++++ ページ抜粋

BLOG

西村邸の想いと、愛すべきクラフトマンシップにふれる読み物です

感染症騒動のおかげで、宿屋は畑を始めることになりました

こんにちは。

 

前回の記事の最後に少し書きましたが、西村邸の裏庭で小さな畑を始めました。
裏庭はこれまで、改修の時につかった資材を置いていたりして、活用できていない最後の空間でした。
今回の感染症拡大による営業縮小で、時間ができて片づけを終えられたのと同時に、いろいろと思うところがあり、野菜づくりに挑戦してみたくなりました。
今週は「なぜ始めたのか」を少し書いていきますね。

 

 

まず一つに、“自給自足”に関心が向いたこと。
今回の混乱の初期、「いろいろな物資や食料の供給がストップしてしまうのではないか」という不安を、多くの人が感じていたはずです。
実際は、社会を支えてくれる方々のおかげで、そういった事態にはなりませんでしたが、次に大きな混乱が起きた時にも、同じように大丈夫だという確証はありません。
また「自分の生活圏外から運ばれて来るものが、一緒にウイルスを運んできてしまうのではないか」こうした不安は、大なり小なり、いまもみんなが感じているのだと思います。

 

これまで、“地産地消”という言葉を自分事として考えられる人は、決して多くなかったと思います。そういう人にとって今回の混乱は、個人レベルでリアルな実感を与えてくれる、ひとつの機会になったのではないでしょうか。

実際に、家庭菜園を始められた方も多いと聞きます。

 

 

そしてもう一つ、お客さんに商品を提供するお店として、「健康的な生産と供給を考えていきたい」という点があります。
(“家庭菜園”というと、「自分で楽しむために育てる」というニュアンスを感じるのですが、お店の商品を生産するつもりなので、大層に“畑”と呼んでみてます笑 実際の場所は、“畑”と呼ぶにはとても小さい庭です。)

 

「たくさん売るために、たくさん作ろうというスタイルに不安を感じている」というのは前回書いた通りです。

ウイルスと地球と生きるために、やっぱりぼくは“数”を超えなくてはいけない

 

世の製造業は大規模になればなるほど、「生産ロット」という概念と切っても切れない関係になります。(農業もそうでしょう。)作らなくてはいけない量、そして売らなくてはいけない量がまずあって、それに合わせた販路を整えて、ドカンと市場に放り込む。
そういうやり方でないと作れないもの、できない商売があることも承知しています。

++++++++
++++ データセット

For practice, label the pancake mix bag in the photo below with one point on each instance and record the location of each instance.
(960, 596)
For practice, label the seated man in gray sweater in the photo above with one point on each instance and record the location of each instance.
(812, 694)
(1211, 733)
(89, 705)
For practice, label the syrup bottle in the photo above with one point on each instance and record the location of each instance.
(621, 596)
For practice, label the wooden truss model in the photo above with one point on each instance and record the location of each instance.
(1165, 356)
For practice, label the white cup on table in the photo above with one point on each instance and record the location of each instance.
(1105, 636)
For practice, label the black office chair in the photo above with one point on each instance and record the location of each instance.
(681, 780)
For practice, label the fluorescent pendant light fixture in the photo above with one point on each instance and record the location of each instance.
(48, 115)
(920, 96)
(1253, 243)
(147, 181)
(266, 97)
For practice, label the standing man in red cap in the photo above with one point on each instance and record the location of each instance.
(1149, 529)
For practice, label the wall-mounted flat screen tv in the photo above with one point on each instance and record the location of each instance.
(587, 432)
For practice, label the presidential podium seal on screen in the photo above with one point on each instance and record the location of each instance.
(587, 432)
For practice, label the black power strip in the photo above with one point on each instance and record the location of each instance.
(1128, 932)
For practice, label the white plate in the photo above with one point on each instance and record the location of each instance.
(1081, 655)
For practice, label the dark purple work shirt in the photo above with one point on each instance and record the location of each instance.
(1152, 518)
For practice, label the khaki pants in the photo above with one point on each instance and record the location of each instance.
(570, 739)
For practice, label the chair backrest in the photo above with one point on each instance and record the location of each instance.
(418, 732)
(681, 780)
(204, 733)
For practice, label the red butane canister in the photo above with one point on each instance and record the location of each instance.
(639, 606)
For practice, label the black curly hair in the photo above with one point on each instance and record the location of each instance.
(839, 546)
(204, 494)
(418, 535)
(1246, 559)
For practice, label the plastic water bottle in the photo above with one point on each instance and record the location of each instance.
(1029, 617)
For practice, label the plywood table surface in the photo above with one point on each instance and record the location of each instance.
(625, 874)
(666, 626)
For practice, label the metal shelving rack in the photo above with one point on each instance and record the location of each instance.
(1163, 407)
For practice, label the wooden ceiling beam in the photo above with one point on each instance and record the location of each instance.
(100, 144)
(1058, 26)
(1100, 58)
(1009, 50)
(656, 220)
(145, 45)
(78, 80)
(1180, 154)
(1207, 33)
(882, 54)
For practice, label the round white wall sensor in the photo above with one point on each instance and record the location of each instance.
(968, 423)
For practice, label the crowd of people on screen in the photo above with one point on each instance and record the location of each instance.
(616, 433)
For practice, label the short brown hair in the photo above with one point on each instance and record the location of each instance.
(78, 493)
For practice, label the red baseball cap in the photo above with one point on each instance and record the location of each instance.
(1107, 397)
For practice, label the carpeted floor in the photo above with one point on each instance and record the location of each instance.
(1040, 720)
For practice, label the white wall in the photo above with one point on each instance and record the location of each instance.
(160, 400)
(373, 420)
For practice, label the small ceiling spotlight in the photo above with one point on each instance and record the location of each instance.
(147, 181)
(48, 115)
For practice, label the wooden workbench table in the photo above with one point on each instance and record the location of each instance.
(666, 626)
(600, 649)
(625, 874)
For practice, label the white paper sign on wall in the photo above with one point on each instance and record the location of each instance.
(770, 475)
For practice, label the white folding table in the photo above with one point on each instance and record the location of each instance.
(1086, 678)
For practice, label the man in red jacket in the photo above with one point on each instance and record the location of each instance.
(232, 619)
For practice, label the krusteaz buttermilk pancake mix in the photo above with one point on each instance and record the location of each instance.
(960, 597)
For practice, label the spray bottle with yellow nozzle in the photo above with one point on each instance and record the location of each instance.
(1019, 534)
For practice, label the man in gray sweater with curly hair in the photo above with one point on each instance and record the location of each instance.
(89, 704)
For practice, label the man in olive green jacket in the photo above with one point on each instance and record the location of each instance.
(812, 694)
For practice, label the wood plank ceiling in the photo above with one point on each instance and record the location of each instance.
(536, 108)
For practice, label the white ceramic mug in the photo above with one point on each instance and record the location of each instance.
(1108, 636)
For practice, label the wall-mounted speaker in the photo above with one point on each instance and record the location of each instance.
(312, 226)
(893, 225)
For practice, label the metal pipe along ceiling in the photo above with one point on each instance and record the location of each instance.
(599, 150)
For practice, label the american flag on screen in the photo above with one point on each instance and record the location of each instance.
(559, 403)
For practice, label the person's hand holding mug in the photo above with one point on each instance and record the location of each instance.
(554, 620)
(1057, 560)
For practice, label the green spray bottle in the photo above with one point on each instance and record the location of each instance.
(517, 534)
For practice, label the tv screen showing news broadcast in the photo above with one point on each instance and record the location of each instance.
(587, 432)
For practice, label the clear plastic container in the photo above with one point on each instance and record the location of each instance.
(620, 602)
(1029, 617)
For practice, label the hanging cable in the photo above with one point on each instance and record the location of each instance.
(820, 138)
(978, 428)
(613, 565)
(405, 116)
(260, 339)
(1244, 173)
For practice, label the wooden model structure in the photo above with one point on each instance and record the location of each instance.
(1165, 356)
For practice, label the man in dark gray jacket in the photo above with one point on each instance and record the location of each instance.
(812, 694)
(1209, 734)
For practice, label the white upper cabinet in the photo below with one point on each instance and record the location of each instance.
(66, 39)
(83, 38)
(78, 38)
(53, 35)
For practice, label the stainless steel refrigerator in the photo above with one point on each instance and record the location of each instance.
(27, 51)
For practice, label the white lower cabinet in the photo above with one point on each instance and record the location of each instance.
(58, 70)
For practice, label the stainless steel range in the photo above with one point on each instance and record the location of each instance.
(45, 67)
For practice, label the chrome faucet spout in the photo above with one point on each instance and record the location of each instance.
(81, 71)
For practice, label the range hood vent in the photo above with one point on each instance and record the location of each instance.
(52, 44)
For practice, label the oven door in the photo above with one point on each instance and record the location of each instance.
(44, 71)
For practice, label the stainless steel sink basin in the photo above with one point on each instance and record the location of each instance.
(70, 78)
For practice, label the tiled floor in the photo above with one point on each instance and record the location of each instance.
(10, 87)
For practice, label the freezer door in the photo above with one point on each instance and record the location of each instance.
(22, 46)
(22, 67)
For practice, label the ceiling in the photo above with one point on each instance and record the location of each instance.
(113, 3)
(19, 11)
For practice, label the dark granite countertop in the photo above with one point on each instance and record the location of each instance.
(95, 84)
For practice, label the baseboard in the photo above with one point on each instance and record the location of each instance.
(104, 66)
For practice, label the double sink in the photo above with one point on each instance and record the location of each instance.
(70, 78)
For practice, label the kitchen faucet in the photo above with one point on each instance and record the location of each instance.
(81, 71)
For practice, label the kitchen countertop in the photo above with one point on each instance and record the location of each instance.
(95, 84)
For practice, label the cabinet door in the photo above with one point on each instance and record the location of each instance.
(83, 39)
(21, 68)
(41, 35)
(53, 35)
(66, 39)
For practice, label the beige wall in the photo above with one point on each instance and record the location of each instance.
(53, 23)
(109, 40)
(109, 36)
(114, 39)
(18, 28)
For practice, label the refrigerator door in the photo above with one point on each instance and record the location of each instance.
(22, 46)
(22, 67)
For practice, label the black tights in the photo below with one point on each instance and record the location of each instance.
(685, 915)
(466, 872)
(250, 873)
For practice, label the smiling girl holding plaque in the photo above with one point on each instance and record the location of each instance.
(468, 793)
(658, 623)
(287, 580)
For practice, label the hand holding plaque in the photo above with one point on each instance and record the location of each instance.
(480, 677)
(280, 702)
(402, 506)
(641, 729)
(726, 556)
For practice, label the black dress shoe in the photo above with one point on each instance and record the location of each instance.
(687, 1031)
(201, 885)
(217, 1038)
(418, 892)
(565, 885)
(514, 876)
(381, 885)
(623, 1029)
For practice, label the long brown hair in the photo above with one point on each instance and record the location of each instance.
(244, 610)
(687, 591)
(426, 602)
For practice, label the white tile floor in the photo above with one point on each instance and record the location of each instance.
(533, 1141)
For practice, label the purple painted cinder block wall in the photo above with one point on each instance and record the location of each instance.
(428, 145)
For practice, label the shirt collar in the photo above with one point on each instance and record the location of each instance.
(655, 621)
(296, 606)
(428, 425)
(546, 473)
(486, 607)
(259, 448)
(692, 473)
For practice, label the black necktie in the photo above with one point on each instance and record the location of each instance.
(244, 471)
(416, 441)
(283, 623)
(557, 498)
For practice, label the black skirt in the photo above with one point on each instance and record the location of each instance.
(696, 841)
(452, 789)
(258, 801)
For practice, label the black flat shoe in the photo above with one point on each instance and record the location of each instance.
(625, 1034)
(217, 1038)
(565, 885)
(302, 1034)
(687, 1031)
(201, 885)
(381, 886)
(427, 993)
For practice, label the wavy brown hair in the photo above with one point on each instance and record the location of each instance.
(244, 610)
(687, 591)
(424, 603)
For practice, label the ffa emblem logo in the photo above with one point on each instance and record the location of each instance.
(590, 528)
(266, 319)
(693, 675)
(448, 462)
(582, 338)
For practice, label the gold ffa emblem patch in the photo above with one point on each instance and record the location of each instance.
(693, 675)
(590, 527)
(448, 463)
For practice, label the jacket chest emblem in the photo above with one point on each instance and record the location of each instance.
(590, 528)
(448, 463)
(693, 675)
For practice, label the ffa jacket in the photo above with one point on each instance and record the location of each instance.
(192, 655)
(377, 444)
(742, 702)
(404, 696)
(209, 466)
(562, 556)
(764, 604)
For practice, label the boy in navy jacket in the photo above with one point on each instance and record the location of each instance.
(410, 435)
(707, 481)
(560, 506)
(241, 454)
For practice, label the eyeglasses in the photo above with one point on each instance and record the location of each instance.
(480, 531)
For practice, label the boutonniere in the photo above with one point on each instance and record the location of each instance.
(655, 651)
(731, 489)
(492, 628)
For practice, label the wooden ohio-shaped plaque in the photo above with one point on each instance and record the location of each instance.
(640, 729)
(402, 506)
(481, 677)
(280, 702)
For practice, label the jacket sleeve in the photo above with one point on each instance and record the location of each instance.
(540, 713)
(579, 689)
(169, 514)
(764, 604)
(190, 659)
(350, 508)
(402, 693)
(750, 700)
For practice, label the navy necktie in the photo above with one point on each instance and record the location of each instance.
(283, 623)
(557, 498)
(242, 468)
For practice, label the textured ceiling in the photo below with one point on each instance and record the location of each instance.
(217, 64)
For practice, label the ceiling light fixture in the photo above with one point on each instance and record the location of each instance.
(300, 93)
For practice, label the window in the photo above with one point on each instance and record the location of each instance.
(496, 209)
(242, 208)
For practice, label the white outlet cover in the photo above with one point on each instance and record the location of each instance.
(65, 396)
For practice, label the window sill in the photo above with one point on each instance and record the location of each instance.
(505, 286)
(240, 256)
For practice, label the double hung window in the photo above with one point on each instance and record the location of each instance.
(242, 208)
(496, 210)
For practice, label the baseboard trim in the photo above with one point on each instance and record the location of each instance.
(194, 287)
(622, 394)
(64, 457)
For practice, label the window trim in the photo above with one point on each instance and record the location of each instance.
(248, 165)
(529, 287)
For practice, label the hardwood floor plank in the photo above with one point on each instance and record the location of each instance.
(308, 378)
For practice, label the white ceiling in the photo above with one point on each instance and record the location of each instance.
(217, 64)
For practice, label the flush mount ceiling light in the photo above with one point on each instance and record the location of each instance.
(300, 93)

++++++++

__練習問題__:
A. 畑づくりの記事の「世の製造業は大規模になればな」から「そういうやり方でないと作れないもの、できない商売があることも承知しています。」までの部分を、両端の語句も含めて一字一句変えずに返しなさい。
B. 畑づくりの記事によると、西村邸の裏庭はこれまで何に使われていましたか。
リストの内容は、畑づくりの記事とは関係がありません。

__解答__:
A.
世の製造業は大規模になればなるほど、「生産ロット」という概念と切っても切れない関係になります。(農業もそうでしょう。)作らなくてはいけない量、そして売らなくてはいけない量がまずあって、それに合わせた販路を整えて、ドカンと市場に放り込む。
そういうやり方でないと作れないもの、できない商売があることも承知しています。

B. 改修の時につかった資材を置く場所として使われていました。